Here is today’s quiz question. What connects the loading of cash machines and trading with the enemy during the First World War? 
 
A recent tax case (G4S Cash Solutions Ltd [2016] UKFTT 0239 (TC)) creates the link. A company which filled cash machines appealed to the tribunal in an attempt to justify a tax deduction for the fines incurred by drivers who parked in restricted areas close to the machines they were filling. It argued that it was safer for the drivers to park as close to the machines as possible, even if this meant incurring a parking fine. Were the costs incurred wholly and exclusively for the purposes of the company’s trade?  
 
You might well think that in the circumstances the company had a reasonable chance of success, but it came up against a fundamental principle of UK tax law. It is wrong as a matter of public policy to allow a deduction for fines, even if they arose out of the operation of the trade. 
 
There is nothing specific in the statute to prevent a deduction, and the principle is derived from case law. The key case concerns a penalty incurred by a company during the First World War for a breach of the regulations concerning trading with the enemy. With that background, it is not difficult to see that the company would fail to win the sympathy of the courts when attempting to claim a tax deduction for the penalty. If we then add the detail that the company had a German sounding name Alexander Von Glehn (Commissioners of Inland Revenue v Von Glehn (1919) 12 TC 233), all possibility of a deduction surely vanished into thin air.

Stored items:

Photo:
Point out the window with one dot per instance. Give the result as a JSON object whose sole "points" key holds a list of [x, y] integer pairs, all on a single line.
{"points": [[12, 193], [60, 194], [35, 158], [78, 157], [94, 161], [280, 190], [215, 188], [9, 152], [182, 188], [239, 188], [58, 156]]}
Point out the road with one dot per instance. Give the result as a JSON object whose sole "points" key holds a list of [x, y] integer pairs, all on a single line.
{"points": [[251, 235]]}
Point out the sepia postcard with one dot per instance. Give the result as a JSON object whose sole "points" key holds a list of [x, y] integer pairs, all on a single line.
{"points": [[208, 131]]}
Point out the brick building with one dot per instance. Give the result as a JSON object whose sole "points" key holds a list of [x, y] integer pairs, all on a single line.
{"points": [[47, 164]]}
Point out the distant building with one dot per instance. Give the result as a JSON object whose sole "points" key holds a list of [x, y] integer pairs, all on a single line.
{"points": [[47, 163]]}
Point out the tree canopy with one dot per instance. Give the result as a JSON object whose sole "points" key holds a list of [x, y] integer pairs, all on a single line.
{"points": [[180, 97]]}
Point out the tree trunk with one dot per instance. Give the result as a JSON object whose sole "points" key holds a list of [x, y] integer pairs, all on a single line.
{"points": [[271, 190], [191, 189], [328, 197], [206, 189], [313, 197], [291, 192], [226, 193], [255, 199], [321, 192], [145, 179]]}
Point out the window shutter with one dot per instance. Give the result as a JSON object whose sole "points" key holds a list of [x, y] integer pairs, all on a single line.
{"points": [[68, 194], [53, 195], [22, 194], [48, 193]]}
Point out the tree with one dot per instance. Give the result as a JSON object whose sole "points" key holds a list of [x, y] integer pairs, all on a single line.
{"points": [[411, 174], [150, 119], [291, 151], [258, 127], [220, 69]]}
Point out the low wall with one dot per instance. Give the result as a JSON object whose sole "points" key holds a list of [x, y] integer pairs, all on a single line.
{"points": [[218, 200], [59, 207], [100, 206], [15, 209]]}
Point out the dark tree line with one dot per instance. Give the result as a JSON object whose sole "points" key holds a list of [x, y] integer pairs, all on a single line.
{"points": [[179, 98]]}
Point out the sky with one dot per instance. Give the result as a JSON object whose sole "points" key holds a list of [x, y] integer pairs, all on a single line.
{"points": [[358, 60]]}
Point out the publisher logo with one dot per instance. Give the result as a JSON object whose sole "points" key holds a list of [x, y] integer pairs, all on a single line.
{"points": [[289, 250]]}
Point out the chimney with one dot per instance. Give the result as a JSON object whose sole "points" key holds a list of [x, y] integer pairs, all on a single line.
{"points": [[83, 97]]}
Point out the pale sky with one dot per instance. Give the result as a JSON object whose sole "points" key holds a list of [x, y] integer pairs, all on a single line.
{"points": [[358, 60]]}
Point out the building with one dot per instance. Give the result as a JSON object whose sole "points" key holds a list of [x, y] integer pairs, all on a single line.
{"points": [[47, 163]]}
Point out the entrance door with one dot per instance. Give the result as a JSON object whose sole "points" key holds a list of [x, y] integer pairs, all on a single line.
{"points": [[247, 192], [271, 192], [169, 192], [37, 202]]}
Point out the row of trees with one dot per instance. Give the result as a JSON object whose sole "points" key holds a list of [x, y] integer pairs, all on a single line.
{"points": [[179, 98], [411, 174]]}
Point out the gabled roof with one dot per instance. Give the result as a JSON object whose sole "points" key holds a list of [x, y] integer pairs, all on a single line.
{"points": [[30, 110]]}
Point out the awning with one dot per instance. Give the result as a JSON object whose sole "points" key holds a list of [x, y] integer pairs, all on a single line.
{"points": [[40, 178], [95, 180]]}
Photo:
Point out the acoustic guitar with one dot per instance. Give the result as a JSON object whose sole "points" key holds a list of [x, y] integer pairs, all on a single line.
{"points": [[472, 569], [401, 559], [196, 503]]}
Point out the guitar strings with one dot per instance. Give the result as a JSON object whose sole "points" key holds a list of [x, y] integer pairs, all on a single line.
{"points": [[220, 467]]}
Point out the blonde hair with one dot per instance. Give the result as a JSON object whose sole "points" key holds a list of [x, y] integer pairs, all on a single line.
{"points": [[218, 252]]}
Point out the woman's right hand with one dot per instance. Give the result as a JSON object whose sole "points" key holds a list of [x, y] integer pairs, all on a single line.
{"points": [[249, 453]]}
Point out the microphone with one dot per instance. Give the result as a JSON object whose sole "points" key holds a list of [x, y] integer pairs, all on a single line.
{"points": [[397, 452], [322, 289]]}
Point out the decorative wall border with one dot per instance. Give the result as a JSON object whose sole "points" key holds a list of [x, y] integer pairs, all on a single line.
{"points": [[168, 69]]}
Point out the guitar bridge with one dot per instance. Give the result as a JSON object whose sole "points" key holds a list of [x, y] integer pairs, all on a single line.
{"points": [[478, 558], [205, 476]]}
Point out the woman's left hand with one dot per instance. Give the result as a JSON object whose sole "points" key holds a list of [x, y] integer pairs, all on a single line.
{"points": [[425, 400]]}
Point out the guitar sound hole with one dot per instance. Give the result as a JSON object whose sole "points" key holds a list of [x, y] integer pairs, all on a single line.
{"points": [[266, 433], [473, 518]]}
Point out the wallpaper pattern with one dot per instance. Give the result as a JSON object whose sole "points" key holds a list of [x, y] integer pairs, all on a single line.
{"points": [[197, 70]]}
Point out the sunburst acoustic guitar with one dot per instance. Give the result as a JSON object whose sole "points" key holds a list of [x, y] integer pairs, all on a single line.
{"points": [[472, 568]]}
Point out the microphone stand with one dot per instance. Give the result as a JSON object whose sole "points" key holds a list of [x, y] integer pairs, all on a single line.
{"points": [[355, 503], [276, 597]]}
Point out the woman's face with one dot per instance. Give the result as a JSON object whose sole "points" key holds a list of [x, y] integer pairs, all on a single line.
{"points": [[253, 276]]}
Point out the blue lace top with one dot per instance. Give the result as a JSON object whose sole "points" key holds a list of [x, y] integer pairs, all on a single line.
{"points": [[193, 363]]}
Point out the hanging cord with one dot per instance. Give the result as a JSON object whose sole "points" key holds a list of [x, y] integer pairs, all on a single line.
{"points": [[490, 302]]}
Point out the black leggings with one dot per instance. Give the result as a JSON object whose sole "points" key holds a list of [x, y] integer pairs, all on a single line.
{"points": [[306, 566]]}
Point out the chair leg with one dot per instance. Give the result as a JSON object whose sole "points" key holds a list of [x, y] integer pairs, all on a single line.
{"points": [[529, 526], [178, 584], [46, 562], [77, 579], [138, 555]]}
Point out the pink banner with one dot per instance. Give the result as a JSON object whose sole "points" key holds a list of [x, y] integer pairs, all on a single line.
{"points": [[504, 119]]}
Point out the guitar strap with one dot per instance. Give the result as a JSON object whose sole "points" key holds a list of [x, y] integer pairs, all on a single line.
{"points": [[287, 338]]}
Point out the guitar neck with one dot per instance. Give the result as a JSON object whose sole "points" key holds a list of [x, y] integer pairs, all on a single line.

Written task
Copy out the whole text on tax deductions for fines, word for word. The items are separate material and have no connection to the text.

In response
Here is today’s quiz question. What connects the loading of cash machines and trading with the enemy during the First World War? 
 
A recent tax case (G4S Cash Solutions Ltd [2016] UKFTT 0239 (TC)) creates the link. A company which filled cash machines appealed to the tribunal in an attempt to justify a tax deduction for the fines incurred by drivers who parked in restricted areas close to the machines they were filling. It argued that it was safer for the drivers to park as close to the machines as possible, even if this meant incurring a parking fine. Were the costs incurred wholly and exclusively for the purposes of the company’s trade?  
 
You might well think that in the circumstances the company had a reasonable chance of success, but it came up against a fundamental principle of UK tax law. It is wrong as a matter of public policy to allow a deduction for fines, even if they arose out of the operation of the trade. 
 
There is nothing specific in the statute to prevent a deduction, and the principle is derived from case law. The key case concerns a penalty incurred by a company during the First World War for a breach of the regulations concerning trading with the enemy. With that background, it is not difficult to see that the company would fail to win the sympathy of the courts when attempting to claim a tax deduction for the penalty. If we then add the detail that the company had a German sounding name Alexander Von Glehn (Commissioners of Inland Revenue v Von Glehn (1919) 12 TC 233), all possibility of a deduction surely vanished into thin air.